▸ Work required: Exact copies of the line with "For every instance of the white water" and of all lines after it through the end of the entries are required, and no other lines.

▸ Exercise data:
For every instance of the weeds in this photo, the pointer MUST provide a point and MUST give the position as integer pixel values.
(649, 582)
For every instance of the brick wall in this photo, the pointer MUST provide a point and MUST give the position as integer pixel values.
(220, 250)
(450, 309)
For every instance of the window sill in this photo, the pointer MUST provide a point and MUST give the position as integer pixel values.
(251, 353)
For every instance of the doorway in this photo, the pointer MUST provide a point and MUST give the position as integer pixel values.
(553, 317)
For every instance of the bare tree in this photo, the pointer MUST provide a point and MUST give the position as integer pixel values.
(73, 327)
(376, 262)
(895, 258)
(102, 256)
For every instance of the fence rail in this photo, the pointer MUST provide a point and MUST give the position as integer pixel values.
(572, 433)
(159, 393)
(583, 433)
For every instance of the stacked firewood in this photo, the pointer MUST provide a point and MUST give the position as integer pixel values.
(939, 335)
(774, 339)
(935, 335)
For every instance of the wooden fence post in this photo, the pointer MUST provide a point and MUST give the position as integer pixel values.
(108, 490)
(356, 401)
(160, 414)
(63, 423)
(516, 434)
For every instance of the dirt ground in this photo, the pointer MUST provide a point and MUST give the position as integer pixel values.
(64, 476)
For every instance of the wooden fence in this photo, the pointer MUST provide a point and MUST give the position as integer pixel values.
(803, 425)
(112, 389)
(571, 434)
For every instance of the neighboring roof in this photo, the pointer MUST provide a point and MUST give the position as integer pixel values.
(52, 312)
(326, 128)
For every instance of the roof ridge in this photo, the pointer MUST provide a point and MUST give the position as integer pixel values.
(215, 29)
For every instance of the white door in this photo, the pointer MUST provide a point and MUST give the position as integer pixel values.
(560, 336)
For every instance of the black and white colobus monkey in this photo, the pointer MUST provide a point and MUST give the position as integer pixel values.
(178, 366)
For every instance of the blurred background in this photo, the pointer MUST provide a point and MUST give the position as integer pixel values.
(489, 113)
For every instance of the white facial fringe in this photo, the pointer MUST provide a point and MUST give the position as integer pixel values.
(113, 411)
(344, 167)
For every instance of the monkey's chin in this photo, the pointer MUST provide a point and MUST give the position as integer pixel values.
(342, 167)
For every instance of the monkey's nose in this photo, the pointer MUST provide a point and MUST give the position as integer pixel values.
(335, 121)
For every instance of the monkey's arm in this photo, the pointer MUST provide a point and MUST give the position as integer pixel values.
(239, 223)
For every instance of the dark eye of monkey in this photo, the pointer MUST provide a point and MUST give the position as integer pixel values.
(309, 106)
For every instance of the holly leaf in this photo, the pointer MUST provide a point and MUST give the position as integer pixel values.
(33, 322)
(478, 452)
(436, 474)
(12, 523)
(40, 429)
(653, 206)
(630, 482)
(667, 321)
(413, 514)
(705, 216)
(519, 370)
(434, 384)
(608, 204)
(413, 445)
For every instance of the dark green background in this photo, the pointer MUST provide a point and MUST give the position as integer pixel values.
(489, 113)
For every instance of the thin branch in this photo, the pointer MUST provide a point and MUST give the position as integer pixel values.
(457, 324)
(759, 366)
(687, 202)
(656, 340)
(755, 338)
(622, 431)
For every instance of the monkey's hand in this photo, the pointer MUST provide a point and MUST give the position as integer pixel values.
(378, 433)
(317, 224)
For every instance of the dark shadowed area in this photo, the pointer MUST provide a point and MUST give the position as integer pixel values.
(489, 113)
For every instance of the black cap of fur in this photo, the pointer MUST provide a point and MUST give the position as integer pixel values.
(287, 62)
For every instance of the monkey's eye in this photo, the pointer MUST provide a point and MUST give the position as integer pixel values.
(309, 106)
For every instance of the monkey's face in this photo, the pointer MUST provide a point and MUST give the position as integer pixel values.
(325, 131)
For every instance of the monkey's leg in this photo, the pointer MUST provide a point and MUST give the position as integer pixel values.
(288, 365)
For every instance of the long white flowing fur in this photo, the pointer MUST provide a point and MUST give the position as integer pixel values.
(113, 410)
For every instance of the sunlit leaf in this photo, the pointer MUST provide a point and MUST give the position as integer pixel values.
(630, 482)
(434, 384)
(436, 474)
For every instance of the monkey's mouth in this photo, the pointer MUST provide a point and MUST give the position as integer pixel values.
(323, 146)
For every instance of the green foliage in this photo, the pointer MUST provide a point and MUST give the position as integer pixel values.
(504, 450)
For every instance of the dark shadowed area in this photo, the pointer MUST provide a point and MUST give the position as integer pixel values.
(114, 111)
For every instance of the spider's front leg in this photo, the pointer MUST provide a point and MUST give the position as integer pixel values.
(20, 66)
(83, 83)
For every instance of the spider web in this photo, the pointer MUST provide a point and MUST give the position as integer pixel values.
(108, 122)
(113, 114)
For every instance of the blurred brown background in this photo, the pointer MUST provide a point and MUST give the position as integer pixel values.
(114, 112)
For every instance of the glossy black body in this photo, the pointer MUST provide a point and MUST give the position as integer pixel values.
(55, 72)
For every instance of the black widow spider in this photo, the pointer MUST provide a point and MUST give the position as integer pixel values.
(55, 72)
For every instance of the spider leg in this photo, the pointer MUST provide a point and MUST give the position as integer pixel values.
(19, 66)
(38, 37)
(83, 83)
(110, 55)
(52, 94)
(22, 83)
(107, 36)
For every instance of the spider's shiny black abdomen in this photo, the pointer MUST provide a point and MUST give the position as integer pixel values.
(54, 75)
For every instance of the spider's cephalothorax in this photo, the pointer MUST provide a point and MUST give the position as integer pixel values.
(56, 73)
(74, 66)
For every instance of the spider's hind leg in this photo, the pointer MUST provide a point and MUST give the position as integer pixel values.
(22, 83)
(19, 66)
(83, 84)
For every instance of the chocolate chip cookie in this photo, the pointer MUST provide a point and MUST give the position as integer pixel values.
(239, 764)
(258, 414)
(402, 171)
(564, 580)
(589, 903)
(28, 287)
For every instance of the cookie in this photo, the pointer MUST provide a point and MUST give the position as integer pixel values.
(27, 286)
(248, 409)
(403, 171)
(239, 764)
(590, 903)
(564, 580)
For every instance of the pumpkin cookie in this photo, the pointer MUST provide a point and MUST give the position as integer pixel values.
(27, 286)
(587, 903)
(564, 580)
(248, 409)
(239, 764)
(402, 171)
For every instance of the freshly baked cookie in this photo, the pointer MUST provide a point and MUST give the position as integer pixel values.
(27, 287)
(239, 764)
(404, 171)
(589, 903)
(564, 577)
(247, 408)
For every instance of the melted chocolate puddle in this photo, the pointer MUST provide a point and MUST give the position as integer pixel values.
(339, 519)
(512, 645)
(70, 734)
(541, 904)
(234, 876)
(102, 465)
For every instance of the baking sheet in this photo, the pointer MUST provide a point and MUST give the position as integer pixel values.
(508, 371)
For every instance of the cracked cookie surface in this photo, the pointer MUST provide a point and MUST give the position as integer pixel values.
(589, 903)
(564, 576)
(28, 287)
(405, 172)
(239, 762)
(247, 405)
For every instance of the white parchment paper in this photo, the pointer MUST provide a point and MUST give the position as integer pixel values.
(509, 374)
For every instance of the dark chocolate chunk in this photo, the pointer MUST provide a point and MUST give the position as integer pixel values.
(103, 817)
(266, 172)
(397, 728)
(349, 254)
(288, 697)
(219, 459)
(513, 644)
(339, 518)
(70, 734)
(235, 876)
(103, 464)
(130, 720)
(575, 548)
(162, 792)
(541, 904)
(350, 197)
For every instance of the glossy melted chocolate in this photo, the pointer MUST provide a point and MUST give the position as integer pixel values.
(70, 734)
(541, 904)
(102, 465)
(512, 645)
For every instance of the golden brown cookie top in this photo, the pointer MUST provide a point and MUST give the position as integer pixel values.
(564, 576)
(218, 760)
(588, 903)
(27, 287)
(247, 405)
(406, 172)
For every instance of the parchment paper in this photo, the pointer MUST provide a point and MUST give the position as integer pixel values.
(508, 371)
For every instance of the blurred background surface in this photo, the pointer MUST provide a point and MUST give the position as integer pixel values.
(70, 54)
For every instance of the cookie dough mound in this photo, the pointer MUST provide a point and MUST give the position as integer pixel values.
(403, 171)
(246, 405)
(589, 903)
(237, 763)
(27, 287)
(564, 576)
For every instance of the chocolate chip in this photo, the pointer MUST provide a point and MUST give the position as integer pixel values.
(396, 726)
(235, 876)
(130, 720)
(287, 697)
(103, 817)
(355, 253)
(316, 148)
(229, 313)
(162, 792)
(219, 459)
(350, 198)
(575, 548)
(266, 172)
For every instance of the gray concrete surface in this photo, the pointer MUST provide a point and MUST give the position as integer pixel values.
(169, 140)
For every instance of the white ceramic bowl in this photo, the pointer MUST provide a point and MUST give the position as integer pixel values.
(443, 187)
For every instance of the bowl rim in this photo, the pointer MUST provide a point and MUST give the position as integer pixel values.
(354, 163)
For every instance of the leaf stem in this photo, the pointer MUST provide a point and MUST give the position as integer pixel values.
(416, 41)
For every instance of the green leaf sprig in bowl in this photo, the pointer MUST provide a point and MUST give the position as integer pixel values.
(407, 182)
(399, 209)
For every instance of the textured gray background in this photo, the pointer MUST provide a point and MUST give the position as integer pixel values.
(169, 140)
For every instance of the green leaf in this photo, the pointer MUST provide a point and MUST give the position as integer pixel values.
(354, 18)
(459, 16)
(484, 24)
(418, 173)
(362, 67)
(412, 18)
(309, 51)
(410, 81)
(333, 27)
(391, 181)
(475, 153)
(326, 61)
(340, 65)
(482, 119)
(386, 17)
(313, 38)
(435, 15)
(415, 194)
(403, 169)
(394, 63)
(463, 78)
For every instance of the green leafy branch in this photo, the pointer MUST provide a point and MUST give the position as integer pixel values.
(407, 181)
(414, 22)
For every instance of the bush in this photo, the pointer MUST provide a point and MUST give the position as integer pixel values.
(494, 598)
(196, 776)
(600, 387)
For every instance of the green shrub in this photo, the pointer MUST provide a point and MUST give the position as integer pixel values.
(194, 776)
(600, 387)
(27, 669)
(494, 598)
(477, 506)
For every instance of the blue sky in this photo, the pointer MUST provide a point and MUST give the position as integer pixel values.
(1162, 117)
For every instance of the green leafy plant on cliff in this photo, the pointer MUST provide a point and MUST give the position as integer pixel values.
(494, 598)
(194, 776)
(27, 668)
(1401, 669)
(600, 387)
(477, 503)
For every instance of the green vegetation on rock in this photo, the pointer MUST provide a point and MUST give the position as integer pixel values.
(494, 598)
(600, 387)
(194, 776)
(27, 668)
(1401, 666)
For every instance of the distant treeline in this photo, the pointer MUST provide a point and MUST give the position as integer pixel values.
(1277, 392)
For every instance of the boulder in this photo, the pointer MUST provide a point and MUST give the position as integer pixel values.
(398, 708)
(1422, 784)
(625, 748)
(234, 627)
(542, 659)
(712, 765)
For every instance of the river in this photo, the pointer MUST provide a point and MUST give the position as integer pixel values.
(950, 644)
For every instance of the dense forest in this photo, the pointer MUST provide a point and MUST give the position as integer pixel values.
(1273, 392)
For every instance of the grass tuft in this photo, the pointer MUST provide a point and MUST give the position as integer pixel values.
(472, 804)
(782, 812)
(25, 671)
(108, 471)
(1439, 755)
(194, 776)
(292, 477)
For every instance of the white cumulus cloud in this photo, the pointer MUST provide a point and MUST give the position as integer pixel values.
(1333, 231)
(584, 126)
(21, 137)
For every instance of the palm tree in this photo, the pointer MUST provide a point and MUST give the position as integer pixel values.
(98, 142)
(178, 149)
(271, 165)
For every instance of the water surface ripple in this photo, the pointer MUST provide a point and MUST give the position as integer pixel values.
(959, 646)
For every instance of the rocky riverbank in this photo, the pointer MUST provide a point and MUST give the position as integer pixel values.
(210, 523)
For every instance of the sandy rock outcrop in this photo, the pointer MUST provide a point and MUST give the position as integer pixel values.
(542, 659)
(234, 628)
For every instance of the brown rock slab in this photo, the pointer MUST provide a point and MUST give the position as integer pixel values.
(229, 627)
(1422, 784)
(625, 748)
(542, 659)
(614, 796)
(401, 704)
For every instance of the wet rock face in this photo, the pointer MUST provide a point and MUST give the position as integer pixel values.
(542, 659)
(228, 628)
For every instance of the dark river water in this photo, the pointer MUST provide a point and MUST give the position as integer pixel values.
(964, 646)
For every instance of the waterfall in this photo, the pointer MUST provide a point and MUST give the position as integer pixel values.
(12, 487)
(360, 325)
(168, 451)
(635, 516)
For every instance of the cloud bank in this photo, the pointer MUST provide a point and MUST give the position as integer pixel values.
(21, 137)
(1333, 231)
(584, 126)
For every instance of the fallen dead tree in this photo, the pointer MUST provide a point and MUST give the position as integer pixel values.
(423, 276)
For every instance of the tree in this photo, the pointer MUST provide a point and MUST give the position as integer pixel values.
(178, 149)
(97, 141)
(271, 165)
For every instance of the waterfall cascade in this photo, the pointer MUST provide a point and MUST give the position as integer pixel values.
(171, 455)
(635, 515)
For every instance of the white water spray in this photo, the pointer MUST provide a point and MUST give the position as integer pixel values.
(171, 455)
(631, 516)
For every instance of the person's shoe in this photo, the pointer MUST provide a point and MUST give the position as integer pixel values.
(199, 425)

▸ Your solution:
For every instance of the white water spray in this photo, the pointer MUST provide a point and MUST give the position as integer pixel values.
(171, 455)
(631, 516)
For every instance of the person's shoe in this photo, the pointer MUST provide a point and MUST give the position as integer pixel values.
(199, 425)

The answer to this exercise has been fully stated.